──────── SOURCE PASSAGE ────────

The Atlantic World and the Dutch, 1500–2000

Centuries ago, the Dutch West India Company (1621–1791) initiated contacts between a series of countries in Africa, the Americas, and Europe that, for better or for worse, helped shape a past we share to this day. In the course of these many centuries, archival records were formed, books and pamphlets published, the present material cultural heritage was built, and oral histories were told and transmitted. Together, these multiple sources are of great value to our understanding of the past and present of the various countries involved and their interactions over time. Currently, however, locating and gaining access to these materials, scattered over many collections in various countries, present almost insurmountable challenges for scholars. Many documents have been destroyed, both in The Netherlands and elsewhere, and those that survive are in poor condition. The Atlantic World and the Dutch, 1500–2000, a mutual heritage project recently launched at the KITLV/Royal Netherlands Institute of Southeast Asian and Caribbean Studies with the support of the Dutch government, is designed to address these issues.

Geographically demarcated by the sphere of influence of the former Dutch West India Company and focusing principally on the countries in which the Company established more or less permanent settlements—Angola, Aruba, Brazil, Ghana, Guyana, The Netherlands Antilles, Suriname, and the United States—The Atlantic World and the Dutch will also include countries such as Gorrée, São Tomé, and Tobago, where contacts were more transitory. Although the time period to be considered will generally be confined to the years when the Dutch West India Company was actively present, long before 1800, the chronology will, in some cases, be extended—for Ghana, to the beginning of British rule in 1872; for Suriname, until the achievement of independence in 1975; and for Aruba and The Netherlands Antilles, which are still part of the Kingdom of The Netherlands, up to the present.

──────── GIVEN DATA ────────

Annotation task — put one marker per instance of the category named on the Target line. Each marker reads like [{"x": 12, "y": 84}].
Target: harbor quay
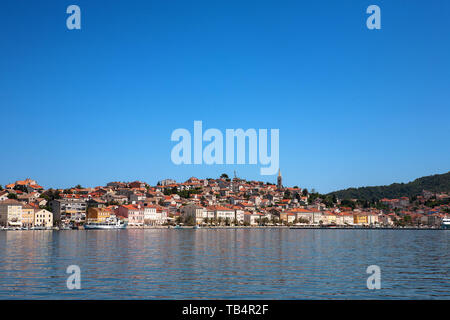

────────

TASKS TO CARRY OUT:
- 1) According to the project description, for Suriname, up to what event and year will the project's chronology be extended?
- 2) Write out the project description between "Geographically demarcated by" and "to the present.", inclusive.
The listing has no role in this work.

RESPONSE LIST:
- 1) Until the achievement of independence in 1975.

- 2)
Geographically demarcated by the sphere of influence of the former Dutch West India Company and focusing principally on the countries in which the Company established more or less permanent settlements—Angola, Aruba, Brazil, Ghana, Guyana, The Netherlands Antilles, Suriname, and the United States—The Atlantic World and the Dutch will also include countries such as Gorrée, São Tomé, and Tobago, where contacts were more transitory. Although the time period to be considered will generally be confined to the years when the Dutch West India Company was actively present, long before 1800, the chronology will, in some cases, be extended—for Ghana, to the beginning of British rule in 1872; for Suriname, until the achievement of independence in 1975; and for Aruba and The Netherlands Antilles, which are still part of the Kingdom of The Netherlands, up to the present.